→ TASK DIRECTIONS: Return the following lines and nothing else: the one holding "Target: person's knee" and all those after it in the records below, unchanged, minus any pictures.

→ MATERIAL FOR THIS TASK:
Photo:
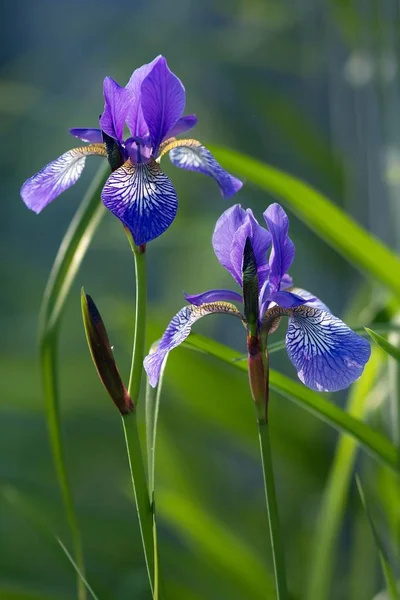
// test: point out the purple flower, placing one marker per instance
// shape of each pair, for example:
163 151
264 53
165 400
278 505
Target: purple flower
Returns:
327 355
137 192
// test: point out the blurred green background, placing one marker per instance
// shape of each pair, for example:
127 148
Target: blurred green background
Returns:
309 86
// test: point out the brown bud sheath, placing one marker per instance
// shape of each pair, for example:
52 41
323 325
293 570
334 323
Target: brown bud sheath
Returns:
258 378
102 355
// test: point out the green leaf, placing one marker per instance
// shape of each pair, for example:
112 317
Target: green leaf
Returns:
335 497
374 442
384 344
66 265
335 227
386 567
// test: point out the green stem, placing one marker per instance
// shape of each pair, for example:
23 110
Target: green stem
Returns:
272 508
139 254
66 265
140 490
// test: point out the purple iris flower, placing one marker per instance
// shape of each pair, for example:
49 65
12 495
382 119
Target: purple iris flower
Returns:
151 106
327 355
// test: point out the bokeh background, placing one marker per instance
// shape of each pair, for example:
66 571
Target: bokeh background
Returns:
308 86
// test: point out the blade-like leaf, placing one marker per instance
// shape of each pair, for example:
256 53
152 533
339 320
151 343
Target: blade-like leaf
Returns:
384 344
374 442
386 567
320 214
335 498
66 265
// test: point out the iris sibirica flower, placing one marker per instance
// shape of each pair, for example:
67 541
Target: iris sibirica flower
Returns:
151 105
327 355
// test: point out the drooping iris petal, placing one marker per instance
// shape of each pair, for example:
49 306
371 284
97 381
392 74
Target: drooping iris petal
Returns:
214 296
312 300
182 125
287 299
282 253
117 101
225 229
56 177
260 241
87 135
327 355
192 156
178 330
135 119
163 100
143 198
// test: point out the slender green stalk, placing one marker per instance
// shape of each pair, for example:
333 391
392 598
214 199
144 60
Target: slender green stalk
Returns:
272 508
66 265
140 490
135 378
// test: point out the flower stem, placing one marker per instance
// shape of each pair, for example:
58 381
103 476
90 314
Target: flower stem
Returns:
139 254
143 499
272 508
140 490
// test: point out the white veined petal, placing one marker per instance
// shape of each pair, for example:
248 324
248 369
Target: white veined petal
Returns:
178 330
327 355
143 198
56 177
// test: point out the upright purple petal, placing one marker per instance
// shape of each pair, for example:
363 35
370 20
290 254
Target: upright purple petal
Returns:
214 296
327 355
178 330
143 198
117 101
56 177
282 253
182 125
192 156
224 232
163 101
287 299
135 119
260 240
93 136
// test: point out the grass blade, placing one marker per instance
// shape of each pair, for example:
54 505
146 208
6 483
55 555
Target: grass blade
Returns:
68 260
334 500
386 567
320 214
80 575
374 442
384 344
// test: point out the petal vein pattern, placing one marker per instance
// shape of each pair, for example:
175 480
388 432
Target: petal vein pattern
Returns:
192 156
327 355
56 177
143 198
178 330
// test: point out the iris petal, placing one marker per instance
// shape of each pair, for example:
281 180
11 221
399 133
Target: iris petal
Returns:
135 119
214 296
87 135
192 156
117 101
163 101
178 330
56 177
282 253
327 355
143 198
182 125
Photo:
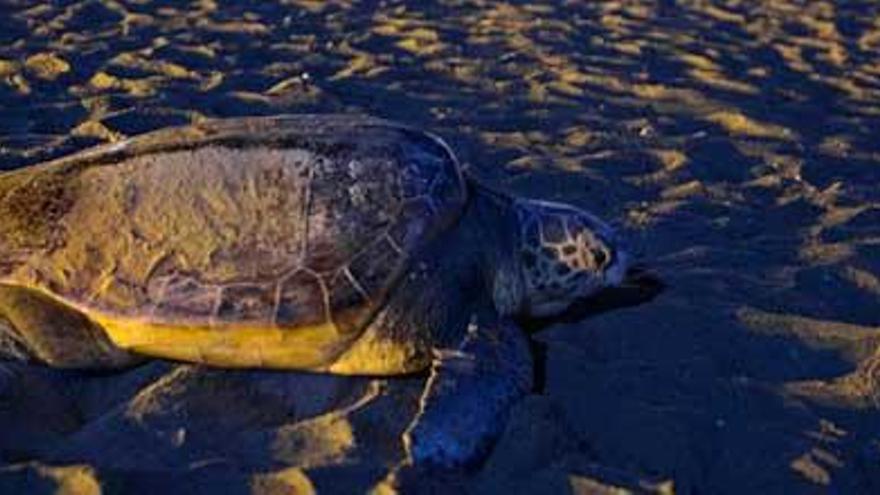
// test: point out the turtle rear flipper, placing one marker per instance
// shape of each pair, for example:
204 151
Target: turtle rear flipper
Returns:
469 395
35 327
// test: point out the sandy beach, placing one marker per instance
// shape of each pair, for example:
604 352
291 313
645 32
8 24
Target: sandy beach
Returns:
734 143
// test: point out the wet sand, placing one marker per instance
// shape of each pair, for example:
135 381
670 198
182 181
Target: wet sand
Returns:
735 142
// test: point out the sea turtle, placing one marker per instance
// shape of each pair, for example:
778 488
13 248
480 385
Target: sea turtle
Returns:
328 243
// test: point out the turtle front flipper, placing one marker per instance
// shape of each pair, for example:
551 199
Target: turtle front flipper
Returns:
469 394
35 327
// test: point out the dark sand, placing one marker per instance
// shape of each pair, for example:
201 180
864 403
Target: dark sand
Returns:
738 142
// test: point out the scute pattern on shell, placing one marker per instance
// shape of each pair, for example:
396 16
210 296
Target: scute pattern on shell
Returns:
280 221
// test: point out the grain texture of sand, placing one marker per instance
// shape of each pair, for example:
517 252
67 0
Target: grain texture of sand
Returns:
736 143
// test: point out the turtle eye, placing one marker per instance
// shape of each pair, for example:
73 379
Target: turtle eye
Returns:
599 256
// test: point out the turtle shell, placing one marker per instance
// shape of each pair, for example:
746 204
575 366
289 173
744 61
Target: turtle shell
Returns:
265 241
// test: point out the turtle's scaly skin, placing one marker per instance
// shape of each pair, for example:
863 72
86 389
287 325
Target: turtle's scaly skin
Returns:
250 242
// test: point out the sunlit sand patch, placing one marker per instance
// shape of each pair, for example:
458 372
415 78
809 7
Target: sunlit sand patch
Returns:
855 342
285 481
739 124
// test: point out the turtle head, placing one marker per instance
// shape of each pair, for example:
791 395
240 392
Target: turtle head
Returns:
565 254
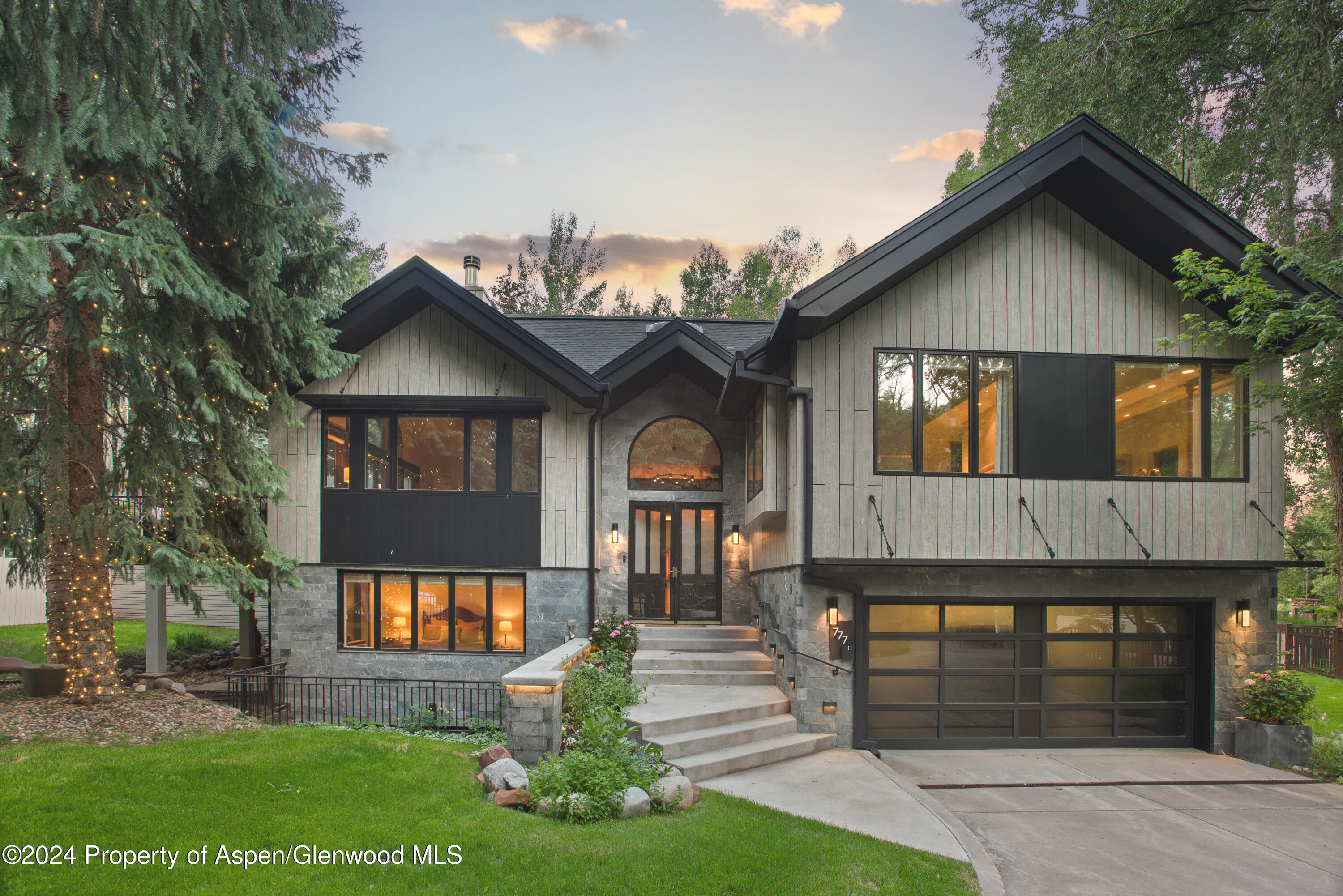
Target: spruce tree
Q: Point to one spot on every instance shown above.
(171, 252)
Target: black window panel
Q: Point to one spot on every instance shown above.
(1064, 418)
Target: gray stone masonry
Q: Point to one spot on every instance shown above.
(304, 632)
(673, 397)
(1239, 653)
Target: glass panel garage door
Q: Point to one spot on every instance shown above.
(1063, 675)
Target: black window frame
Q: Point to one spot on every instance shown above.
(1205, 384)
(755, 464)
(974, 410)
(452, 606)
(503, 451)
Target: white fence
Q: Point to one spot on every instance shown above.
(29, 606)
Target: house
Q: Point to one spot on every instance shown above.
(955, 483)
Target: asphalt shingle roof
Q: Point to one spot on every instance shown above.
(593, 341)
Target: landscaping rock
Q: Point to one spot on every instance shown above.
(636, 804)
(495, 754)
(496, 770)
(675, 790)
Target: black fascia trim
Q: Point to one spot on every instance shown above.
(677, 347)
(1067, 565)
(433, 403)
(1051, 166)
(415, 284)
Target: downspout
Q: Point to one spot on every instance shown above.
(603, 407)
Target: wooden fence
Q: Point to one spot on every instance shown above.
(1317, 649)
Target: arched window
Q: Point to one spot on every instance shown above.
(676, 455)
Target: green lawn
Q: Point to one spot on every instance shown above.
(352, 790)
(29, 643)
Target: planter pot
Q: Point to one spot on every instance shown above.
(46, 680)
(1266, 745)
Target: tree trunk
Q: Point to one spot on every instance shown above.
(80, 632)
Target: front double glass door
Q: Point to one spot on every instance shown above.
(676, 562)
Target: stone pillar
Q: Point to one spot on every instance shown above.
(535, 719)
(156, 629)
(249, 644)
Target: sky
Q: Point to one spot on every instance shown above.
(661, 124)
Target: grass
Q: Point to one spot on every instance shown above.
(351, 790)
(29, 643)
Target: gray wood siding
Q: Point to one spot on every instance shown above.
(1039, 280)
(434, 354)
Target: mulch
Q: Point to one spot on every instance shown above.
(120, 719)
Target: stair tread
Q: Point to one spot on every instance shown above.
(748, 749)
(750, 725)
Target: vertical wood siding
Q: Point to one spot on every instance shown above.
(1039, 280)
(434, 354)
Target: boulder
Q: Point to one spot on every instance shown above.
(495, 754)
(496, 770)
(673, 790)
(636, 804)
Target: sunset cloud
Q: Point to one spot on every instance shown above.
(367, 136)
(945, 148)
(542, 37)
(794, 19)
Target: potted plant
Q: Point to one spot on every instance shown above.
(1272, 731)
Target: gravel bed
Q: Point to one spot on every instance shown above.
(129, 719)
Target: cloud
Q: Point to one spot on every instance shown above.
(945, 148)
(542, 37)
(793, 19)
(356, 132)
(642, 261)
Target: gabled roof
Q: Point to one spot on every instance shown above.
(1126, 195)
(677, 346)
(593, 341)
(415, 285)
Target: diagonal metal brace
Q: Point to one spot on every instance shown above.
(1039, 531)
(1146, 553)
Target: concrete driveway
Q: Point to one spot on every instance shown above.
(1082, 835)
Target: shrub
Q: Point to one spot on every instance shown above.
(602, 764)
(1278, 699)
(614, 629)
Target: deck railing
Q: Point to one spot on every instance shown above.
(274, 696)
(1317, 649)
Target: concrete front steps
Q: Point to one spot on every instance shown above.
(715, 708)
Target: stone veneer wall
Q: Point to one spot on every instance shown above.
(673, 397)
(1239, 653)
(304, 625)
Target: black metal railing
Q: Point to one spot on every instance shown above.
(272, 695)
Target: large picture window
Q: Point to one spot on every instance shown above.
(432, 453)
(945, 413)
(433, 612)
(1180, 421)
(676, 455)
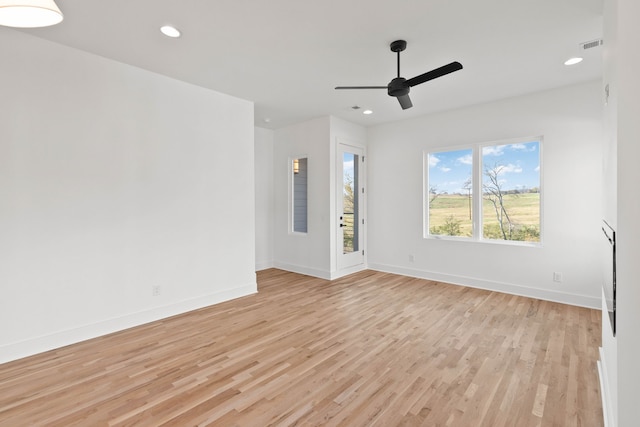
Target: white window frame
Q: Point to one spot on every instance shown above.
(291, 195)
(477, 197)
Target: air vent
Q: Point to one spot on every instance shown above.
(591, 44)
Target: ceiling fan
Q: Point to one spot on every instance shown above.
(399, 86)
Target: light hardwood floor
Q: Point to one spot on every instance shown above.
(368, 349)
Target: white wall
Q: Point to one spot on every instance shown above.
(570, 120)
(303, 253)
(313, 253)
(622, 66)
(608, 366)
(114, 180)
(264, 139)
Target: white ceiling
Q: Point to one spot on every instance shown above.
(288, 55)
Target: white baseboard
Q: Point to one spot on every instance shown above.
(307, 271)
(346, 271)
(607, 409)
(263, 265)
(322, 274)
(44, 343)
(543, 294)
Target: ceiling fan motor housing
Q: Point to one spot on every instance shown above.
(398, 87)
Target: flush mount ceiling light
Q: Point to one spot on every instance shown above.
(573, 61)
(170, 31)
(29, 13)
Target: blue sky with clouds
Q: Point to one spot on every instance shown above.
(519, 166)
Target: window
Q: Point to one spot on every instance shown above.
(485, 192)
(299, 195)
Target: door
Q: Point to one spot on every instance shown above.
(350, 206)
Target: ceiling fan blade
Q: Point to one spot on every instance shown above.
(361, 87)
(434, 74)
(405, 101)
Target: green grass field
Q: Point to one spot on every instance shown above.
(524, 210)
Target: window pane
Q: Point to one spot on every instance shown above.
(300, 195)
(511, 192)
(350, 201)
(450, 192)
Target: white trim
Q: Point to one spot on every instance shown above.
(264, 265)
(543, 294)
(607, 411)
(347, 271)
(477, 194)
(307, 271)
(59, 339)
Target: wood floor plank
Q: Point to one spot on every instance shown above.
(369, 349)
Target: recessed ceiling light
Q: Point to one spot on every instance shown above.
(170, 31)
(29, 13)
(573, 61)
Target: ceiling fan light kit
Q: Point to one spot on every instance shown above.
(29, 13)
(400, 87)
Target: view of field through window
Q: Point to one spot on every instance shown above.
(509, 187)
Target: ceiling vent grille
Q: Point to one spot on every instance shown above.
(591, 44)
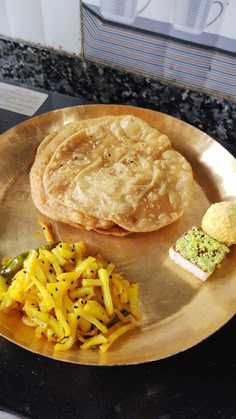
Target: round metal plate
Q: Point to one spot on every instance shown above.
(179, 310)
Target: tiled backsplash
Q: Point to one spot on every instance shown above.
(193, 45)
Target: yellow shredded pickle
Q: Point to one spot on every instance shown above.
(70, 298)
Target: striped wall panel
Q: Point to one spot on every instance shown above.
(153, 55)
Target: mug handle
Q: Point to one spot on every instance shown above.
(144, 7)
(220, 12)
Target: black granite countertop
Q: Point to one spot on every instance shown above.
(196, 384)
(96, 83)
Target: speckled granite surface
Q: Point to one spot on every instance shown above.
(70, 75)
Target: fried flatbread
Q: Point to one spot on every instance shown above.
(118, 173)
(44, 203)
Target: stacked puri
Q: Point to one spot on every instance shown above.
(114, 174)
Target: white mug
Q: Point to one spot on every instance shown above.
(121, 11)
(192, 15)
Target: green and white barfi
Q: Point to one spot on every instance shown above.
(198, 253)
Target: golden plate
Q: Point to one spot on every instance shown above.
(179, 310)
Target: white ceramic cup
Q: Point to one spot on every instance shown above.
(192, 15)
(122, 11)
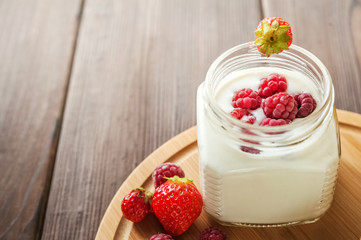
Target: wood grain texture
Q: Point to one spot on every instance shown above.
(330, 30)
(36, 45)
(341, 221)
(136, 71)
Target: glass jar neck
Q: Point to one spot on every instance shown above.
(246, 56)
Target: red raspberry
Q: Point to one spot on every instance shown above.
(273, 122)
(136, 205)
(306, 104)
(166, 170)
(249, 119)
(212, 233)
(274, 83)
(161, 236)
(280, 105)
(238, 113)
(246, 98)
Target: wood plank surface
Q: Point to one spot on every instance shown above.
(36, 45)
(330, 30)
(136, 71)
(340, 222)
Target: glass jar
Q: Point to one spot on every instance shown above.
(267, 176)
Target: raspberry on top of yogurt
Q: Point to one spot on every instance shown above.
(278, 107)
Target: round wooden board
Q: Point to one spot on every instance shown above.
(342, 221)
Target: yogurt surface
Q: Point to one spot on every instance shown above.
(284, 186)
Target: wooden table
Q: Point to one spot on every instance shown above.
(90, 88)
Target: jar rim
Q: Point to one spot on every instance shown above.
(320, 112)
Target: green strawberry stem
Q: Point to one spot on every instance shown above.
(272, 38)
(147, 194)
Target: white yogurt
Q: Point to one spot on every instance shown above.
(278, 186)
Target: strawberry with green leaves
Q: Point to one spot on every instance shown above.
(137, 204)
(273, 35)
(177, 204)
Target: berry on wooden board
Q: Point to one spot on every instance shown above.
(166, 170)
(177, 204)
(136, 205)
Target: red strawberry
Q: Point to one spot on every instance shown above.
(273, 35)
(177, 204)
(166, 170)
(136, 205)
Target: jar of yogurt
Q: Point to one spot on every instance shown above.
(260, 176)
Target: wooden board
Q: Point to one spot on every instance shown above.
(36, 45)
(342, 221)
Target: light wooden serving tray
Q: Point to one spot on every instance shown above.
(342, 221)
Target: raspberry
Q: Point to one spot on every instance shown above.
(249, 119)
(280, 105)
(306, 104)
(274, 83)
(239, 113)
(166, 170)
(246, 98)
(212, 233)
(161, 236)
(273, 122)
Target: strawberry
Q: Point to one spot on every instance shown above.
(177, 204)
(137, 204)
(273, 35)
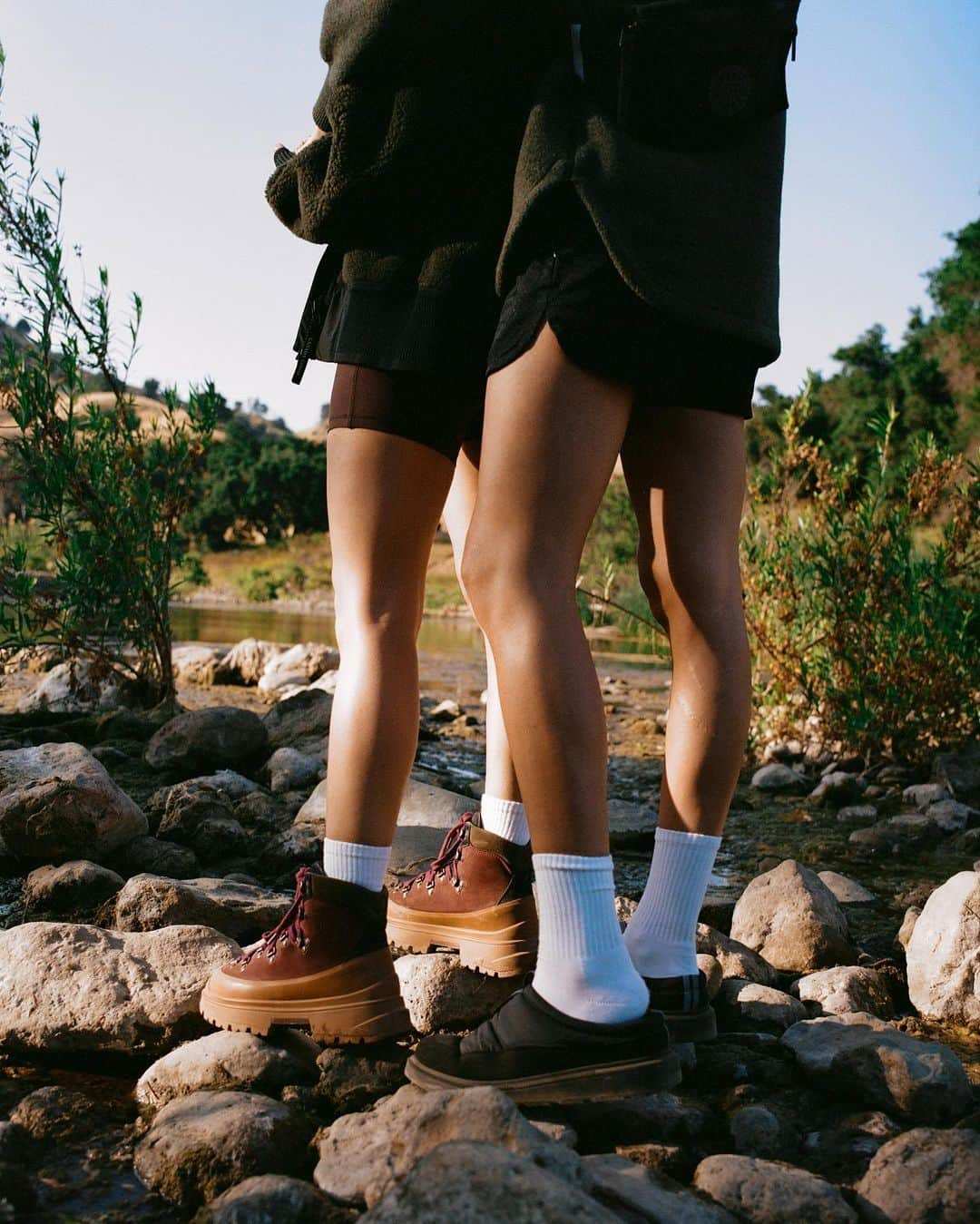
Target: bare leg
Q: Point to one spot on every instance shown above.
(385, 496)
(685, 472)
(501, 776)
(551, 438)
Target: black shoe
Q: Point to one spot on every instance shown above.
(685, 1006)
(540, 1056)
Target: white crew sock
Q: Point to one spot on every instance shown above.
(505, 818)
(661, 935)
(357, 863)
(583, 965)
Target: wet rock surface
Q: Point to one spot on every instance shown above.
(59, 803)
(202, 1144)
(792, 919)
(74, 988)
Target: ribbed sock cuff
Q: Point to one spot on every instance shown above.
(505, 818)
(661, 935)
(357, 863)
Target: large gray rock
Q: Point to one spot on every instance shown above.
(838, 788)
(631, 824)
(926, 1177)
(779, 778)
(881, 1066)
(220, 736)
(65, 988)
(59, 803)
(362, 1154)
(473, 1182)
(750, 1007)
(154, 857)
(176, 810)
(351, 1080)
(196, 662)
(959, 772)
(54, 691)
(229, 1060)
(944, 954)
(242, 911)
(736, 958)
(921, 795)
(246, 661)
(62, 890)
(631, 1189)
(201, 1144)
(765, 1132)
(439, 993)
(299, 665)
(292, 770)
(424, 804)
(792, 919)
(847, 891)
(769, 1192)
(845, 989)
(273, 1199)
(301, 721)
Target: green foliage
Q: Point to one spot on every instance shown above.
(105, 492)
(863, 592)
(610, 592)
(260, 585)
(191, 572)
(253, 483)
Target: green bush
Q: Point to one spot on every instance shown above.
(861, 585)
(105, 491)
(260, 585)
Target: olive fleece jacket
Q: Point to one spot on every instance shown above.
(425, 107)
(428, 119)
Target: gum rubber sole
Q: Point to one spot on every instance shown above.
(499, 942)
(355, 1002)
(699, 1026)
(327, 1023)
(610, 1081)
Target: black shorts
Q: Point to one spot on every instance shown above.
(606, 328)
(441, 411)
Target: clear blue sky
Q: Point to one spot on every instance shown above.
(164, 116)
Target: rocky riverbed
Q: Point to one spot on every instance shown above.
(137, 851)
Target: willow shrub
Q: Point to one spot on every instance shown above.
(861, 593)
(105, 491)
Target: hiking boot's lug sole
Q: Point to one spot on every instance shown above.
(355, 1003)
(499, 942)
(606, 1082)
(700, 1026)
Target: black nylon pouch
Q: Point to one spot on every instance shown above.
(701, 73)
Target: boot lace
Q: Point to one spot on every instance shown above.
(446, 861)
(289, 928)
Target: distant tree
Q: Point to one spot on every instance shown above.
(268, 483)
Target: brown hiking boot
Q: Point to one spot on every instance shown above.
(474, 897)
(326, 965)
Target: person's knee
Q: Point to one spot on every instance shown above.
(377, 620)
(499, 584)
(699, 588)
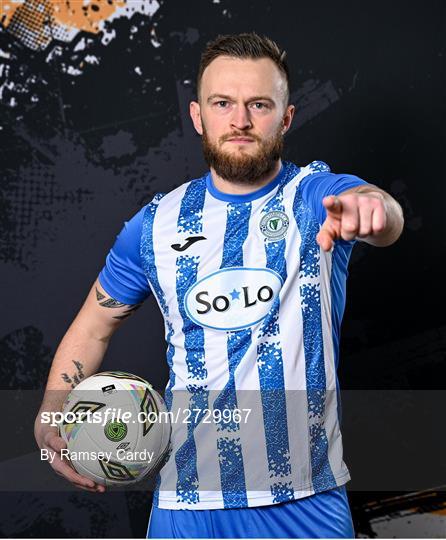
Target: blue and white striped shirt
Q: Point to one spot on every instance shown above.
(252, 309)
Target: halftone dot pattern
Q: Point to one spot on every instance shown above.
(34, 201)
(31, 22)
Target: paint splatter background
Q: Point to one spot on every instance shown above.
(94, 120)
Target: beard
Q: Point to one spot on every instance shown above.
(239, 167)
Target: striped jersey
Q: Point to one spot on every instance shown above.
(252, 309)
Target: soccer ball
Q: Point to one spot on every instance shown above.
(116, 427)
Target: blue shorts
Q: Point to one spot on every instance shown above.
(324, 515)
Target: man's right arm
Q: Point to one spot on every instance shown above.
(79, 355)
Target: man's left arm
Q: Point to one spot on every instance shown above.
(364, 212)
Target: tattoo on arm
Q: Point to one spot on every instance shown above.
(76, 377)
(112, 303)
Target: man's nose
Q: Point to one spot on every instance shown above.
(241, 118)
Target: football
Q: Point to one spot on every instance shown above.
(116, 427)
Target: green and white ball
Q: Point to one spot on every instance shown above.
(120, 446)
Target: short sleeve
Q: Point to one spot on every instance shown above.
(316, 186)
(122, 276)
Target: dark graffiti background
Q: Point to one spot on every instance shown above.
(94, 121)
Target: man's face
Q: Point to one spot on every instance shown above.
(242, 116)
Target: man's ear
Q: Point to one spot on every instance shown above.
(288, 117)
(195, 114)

→ SOLUTION TO THIS TASK:
Target: person's knee
Q: Point to one spot on every instance shown above.
(377, 620)
(499, 584)
(699, 588)
Target: blue and white striped shirt
Q: Point to one spot on every instance shown above.
(252, 309)
Target: halftone dot pattern
Q: Point to one spot on every instance shown above.
(34, 201)
(31, 22)
Target: paint splatter background
Q: Point to one spot on every instance shown above.
(94, 120)
Target: beard
Q: Point to one spot on every instance shown above.
(239, 167)
Target: striped jersey
Q: Point to one spot on every instance shown above.
(252, 309)
Target: soccer ball
Q: Point to one spot on every instance shown above.
(116, 427)
Target: blue shorts
Q: Point to one spot on every instance shown above.
(324, 515)
Target: man's right arm
Q: Point to one spot on every instance shown above.
(79, 355)
Target: man's left arm
Q: Point to one spot on every instance shown above.
(364, 212)
Target: tattoo on arm
Q: Point to one spot on every instance shown above.
(76, 377)
(112, 303)
Target: man's nose
Q: Point to one spot on every instance shown above.
(241, 118)
Target: football
Q: Point to one spot on every instance shown above.
(116, 427)
Target: green and white ball
Q: Point to one spot on every instance shown above.
(120, 446)
Target: short sleeve
Q: Point to one spot on every instance shown above.
(316, 186)
(122, 276)
Target: dark graffiti background
Q: Point to one spot on every instance shown above.
(94, 121)
Target: man's face
Q: Point to one spot on every instance shown above.
(242, 116)
Target: man's ear
Q: Point to one spot on every instance shown above.
(288, 117)
(195, 114)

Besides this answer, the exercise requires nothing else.